*** Opening of Text for analysis ***
Can countries that have vaccinated most of their adult population throw out the lockdown rule book and return to a pre-Covid 19 normal? That, at heart, is the question the UK — most advanced of the world’s big economies in immunisations — is grappling with as it considers plans for vaccine passports, or “Covid status certificates”. A vocal opposition warns these would be divisive and discriminatory. Given the risk of vaccine-resistant strains, however, some ongoing safeguards will be needed. Handled properly, a certification scheme incorporating both jabs and testing strikes a sensible balance.
Some form of vaccine passport already seems inevitable for international travel; several schemes are under way. The question is whether to require something similar for domestic venues. Under plans Boris Johnson’s government is considering for England, a digital or paper certificate would show if a person had been vaccinated, had a negative lateral flow or PCR test from that day or the day before, or was immune after contracting Covid in the previous six months.
This would be required to enter higher-risk environments such as theatres, sports stadiums, night clubs and music festivals, but not for public transport, public services or essential shops. It would not be needed, initially, for pubs — but might be introduced later as an option that could allow bars to operate at higher capacity. Scotland’s first minister Nicola Sturgeon says similar plans will be considered.
Several dozen dissenting MPs at Westminster say once the vulnerable are vaccine-protected, normal life should resume. By then, they suggest, the population can live with Covid as with annual flu outbreaks. Passports or certificates would unfairly divide society into the jabbed, who can swan into nightclubs and planes, and the unjabbed who must faff repeatedly with swabs.
*** Close of Text for analysis ***
*** Opening of Entries supplied ***
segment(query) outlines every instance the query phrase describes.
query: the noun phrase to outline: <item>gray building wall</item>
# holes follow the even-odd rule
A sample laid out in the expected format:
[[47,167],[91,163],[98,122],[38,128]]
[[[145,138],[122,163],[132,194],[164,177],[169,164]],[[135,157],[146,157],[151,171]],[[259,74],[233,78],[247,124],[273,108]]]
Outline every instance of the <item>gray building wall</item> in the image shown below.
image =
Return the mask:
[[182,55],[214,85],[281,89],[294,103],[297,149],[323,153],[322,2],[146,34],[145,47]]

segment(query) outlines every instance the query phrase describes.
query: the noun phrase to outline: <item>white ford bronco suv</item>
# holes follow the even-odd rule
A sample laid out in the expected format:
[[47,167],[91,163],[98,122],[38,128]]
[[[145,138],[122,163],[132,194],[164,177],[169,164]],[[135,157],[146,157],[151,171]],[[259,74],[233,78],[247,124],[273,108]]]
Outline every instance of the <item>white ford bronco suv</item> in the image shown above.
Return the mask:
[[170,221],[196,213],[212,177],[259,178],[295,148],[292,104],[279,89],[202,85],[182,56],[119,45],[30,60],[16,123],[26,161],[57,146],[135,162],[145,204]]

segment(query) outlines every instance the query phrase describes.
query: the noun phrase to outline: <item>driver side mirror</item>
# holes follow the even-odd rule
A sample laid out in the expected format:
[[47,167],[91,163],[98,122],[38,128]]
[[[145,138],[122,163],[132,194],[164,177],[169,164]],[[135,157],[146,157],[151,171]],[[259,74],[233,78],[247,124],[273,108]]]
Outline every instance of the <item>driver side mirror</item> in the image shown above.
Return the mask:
*** Close of Entries supplied ***
**Exercise instructions**:
1. Answer these questions from the text on Covid status certificates:
(a) Under the plans for England, how recent must a negative test be for the certificate to show it?
(b) For which places would the certificate not be required?
(c) According to the dissenting MPs, at what point should normal life resume?
2. Carry the text on Covid status certificates further, writing on from its last paragraph.

**Answer set**:
1.
(a) The negative lateral flow or PCR test must be from that day or the day before.
(b) It would not be required for public transport, public services or essential shops, and initially not for pubs.
(c) Normal life should resume once the vulnerable are vaccine-protected.

2.
Arguing coronavirus must one day be treated like the flu is right in the long run. But we are not there yet. Since vaccines emerged, so have new variants that are more contagious and sometimes more resistant to jabs. Even when immunisation programmes are done, large chunks of the population will not be vaccinated, including schoolchildren and those who cannot or choose not to receive the jab. Being vaccinated may not entirely prevent transmission. Vaccinating all countries will be the work of years, not months. While pools of infection exist, so does the risk of resistant outbreaks that could again swamp health systems.
That does not mean locking down everyone for ever more. It does mean aiming for a “new normal” that balances the rewards of vaccines in allowing economies to reopen with necessary controls on continued infections.
The government’s approach might cause brief delays for all entrants to some locations, and slightly greater inconvenience for some. But it would not cause serious discrimination since no one with immunity or negative Covid status would be barred. Inconvenience will be lessened by plans to provide lateral flow tests to households. It would also give companies scope to operate their own schemes, provided — as the government insists — these respect equality legislation.
Where scepticism is merited is in the ability of a government that has mishandled most of its Covid response bar vaccinations to manage a complex and sensitive scheme. A functioning app, along with sound and comprehensive guidelines, are needed fast. If the gap between intention and implementation is as wide as it has so often been over the past 15 months, chaos and confusion — or the two-tier society critics worry about — could still ensue.